# Task details
Format the entries below as a numbered list, omitting any blank lines.

Pointing entries for named objects:
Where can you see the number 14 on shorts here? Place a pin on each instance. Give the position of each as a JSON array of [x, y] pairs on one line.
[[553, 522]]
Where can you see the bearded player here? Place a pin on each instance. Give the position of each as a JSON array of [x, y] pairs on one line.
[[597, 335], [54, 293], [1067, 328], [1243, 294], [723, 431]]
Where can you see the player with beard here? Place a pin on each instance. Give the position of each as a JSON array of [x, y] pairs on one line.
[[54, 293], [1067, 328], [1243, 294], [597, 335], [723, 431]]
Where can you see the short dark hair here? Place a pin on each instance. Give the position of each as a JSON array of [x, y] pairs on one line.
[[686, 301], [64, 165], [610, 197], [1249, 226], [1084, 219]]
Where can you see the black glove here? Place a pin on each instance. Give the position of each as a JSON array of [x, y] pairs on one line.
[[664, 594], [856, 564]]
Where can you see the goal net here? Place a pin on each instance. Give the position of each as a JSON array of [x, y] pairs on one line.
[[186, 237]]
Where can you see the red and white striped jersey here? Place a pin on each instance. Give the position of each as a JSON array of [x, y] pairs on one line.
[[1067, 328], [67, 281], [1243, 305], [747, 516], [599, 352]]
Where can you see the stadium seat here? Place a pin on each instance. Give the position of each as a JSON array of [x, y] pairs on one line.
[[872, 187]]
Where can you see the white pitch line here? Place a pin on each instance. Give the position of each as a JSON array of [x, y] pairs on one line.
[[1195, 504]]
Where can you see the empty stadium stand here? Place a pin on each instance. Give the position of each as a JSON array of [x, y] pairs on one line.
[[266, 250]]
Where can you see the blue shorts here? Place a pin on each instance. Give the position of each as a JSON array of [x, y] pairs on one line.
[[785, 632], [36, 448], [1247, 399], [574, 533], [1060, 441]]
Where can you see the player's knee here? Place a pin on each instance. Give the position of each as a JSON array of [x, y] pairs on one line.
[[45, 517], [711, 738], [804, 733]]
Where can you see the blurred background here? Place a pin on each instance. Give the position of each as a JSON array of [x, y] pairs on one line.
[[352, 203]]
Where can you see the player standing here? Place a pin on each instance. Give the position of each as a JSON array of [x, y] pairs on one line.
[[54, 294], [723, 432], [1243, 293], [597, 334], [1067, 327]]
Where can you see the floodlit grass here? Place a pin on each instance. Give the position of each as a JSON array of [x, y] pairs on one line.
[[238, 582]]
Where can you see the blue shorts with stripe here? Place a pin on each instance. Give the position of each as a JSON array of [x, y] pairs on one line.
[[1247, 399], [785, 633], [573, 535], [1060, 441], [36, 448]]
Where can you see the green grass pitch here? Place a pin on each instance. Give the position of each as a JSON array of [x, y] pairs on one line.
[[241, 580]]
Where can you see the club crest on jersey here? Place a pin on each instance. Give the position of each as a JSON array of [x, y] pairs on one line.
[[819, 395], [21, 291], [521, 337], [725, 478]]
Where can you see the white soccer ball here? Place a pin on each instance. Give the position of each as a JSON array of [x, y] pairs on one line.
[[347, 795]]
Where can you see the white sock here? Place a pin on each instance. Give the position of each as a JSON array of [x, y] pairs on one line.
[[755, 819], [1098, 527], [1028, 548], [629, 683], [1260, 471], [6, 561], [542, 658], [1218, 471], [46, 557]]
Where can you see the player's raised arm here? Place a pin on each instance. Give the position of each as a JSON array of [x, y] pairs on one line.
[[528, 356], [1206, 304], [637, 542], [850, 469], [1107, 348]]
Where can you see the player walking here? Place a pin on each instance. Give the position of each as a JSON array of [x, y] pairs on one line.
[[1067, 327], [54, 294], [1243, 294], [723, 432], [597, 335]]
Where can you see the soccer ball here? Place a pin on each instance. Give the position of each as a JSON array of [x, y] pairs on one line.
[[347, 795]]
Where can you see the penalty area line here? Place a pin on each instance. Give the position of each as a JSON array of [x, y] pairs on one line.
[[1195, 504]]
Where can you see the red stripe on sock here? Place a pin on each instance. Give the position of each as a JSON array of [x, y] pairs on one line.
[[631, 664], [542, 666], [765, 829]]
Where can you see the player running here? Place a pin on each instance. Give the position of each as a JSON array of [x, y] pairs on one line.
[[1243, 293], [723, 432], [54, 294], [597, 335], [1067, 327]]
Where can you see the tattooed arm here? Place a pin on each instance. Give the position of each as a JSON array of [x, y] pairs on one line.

# Finished answer
1. Where can you see the number 14 on shorts here? Place a pin on each instance. Give the position of each as a JSON array of [x, y] pairs on one line.
2. [[553, 522]]
3. Where can you see the bearded player here? Place a pin on each instance. Give the position of each as a JSON array of [x, y] pairs on one line.
4. [[597, 335], [54, 293], [1067, 328], [1243, 294], [723, 431]]
5. Where can you see the player with beard here? Place a pin on each instance. Give the position of each as a JSON array of [x, y] pairs on one line.
6. [[54, 293], [1067, 328], [1243, 294], [597, 335], [723, 431]]
7. Where can you see the short dark hair here? Place a pin on each instance. Give the position of each as a JSON array of [x, y] pairs on one line.
8. [[686, 301], [64, 165], [610, 197], [1249, 226], [1084, 219]]
9. Where can you see the black glove here? Place a pin on each instance. Give the position of each as a JSON array of [x, y] pairs on one line.
10. [[664, 594], [856, 564]]
11. Where can you see the goal net here? Place a pin on each instance. Give the position of each as a JSON array of [x, y] pairs on one line.
12. [[186, 237]]
13. Where can you see the red and white striped jersey here? Place a pin on each instance. Give the position of each as a JSON array of [x, y] pairs on one line.
14. [[1067, 328], [67, 281], [1243, 305], [747, 516], [599, 352]]
15. Where can you see the stadium seat here? Place a pin on each instance. Give the position of each as a JSON array of [x, y] pairs on one line.
16. [[872, 187]]
17. Where can you see the white pitch line here? Place a pin on each instance. Give the position of each as a JSON array of [x, y] pairs on one line.
18. [[1195, 504]]
19. Where can you see the empty stadium stand here? Place a pin on each instance. Give the position of each as a JSON array of [x, y] pairs on one line.
20. [[266, 250]]
21. Where can you see the blue shorts here? Place a pin on each instance. Give the position of each as a JSON array of [x, y] pairs on one line.
22. [[785, 632], [36, 448], [1247, 399], [574, 533], [1060, 441]]
23. Where can you see the player's knee here? Place a pin on each instance. Give the position of each as a JSON array of [x, y] pairs on one line.
24. [[45, 517], [711, 738], [804, 733]]
25. Where can you see the blurred background here? Place a pin on each instance. Give the position of each as a JSON array of [x, y] pairs on one line.
26. [[352, 203]]
27. Where can you see the player standing here? Place a pin on each instance. Give the position of each as a JSON array of [x, y] pairs on one line.
28. [[54, 294], [723, 432], [1243, 293], [597, 334], [1067, 327]]
29. Where can you see the floodlit grass here? Place a pin on each instance. Give the position of each as a JSON array of [x, y] pairs on one line.
30. [[238, 582]]
31. Where can you see the blue shorts with stripe here? Place a pin on each instance. Give the position of each as a JSON array of [x, y] pairs on one line.
32. [[1247, 399], [785, 633], [573, 535], [1060, 441], [36, 448]]
33. Where can you see the green grass pitch here? Place a pin on each instance. Give the position of each as a JSON array of [x, y] pairs on one line.
34. [[241, 580]]
35. Where can you see the club crest on jersey here? Place a pin on each instance. Give the position of each as a JSON array of [x, y] pairs on one line.
36. [[819, 395], [21, 291], [521, 337], [725, 478]]
37. Where can you see the white soccer ball here? Place a pin on each instance. Give the position of each as a JSON array of [x, y] pairs on one line.
38. [[347, 795]]
39. Where can you see the white sock here? Place a pin on each instance. Give the position of each as a JSON array of [x, y] pairs on one line.
40. [[755, 819], [1098, 527], [1028, 548], [629, 683], [1260, 471], [6, 561], [542, 658], [1218, 471], [46, 557]]
41. Where can you see the player's raised arm here? Place a pin on each instance. Give the position of each as a JSON array of [x, y] pairs on one line.
42. [[528, 356], [1206, 304], [637, 542], [850, 469], [1107, 348]]
43. Where can you see the player walking here? Place a pin on each instance. Give the position of each as a JSON array of [x, y] pairs on one line.
44. [[1067, 327], [54, 294], [1243, 294], [723, 432], [597, 335]]
45. Where can you see the soccer ball here? Place a pin on each instance. Give the position of each as a JSON array of [x, y] pairs on one line.
46. [[347, 795]]
47. Where can you see the penalty area line here? Place a pin on each instance. Give the position of each as a JSON array of [x, y] pairs on one line.
48. [[1195, 504]]
49. Where can you see the red stripe on sock here? Place a pin on each instance. Give the position of each as a JSON array of [x, y] pairs on one line.
50. [[631, 664], [542, 666], [765, 829]]
51. Where can you see the player running here? Place a pin on each instance. Give the position of each as a JSON array of [x, y] pairs on one line.
52. [[1243, 293], [723, 432], [54, 294], [597, 335], [1067, 327]]
53. Where can you see the tattooed arm here? Place a pin on each instance. Give the position of each as a JSON array of [x, y] pairs on one line.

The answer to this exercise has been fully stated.